## Reading passage
Monday, December 27, 2021

151. The Day after Christmas

 Day after Christmas

 

It came and went like a flash. I baked and gave away 30 some coffee can brown breads—my usual Christmas gifting. In return I was showered in gifts, real things like a bottle of Ouzo, a Pyrex bowl, a mystery spice that smells of Middle East, and 30 pounds of grass-fed beef; and gifts of spirit—kind words about my work and my own words in these short blurbs anchored by the Pandemic.

 

The gift that warmed my heart was the grandson who came home from his new mill job in La Grande, with the woman—girlfriend—I knew only from afar. He’s had a tough few years: an enthusiastic try at college broken by personal problems and the pandemic; a try at Portland with his mom in early covid days that brought him home without a job and with the disease. This was before the vaccine, and he weathered it as I quarantined it, and started writing these blog posts. 

 

He healed, had some lingering after-effects, but they stopped when he got his first shot of the vaccine. He went to work at Safeway, minimum wage, the night shift. Did not like the shift or the working conditions, but plowed on. The Covid rescue $1400 and his first paychecks let him buy his grandma’s old Subaru, and he kept saving money while he looked for other work. He landed the mill job a few weeks ago, and had enough money for first and last and deposits and all you need to set up house in an overpriced apartment. (They are all overpriced now. In my day they said housing should be no more than a quarter of your income; now it’s closer to half for young folks starting out.)

## Raw data
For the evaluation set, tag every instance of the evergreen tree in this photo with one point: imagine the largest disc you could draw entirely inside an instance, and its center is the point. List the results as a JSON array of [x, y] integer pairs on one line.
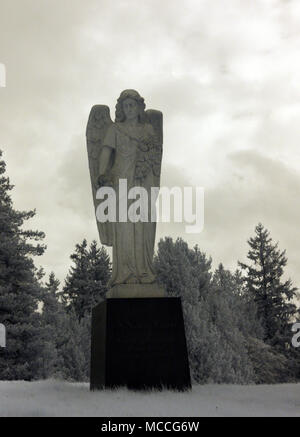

## Activity list
A. In the blog post about the day after Christmas, what did the writer bake and give away as Christmas gifts?
B. Repeat the part of the blog post from "It came and" up to and including "these blog posts.".

## Task solutions
A. Thirty-some coffee can brown breads.

B.
It came and went like a flash. I baked and gave away 30 some coffee can brown breads—my usual Christmas gifting. In return I was showered in gifts, real things like a bottle of Ouzo, a Pyrex bowl, a mystery spice that smells of Middle East, and 30 pounds of grass-fed beef; and gifts of spirit—kind words about my work and my own words in these short blurbs anchored by the Pandemic.

 

The gift that warmed my heart was the grandson who came home from his new mill job in La Grande, with the woman—girlfriend—I knew only from afar. He’s had a tough few years: an enthusiastic try at college broken by personal problems and the pandemic; a try at Portland with his mom in early covid days that brought him home without a job and with the disease. This was before the vaccine, and he weathered it as I quarantined it, and started writing these blog posts.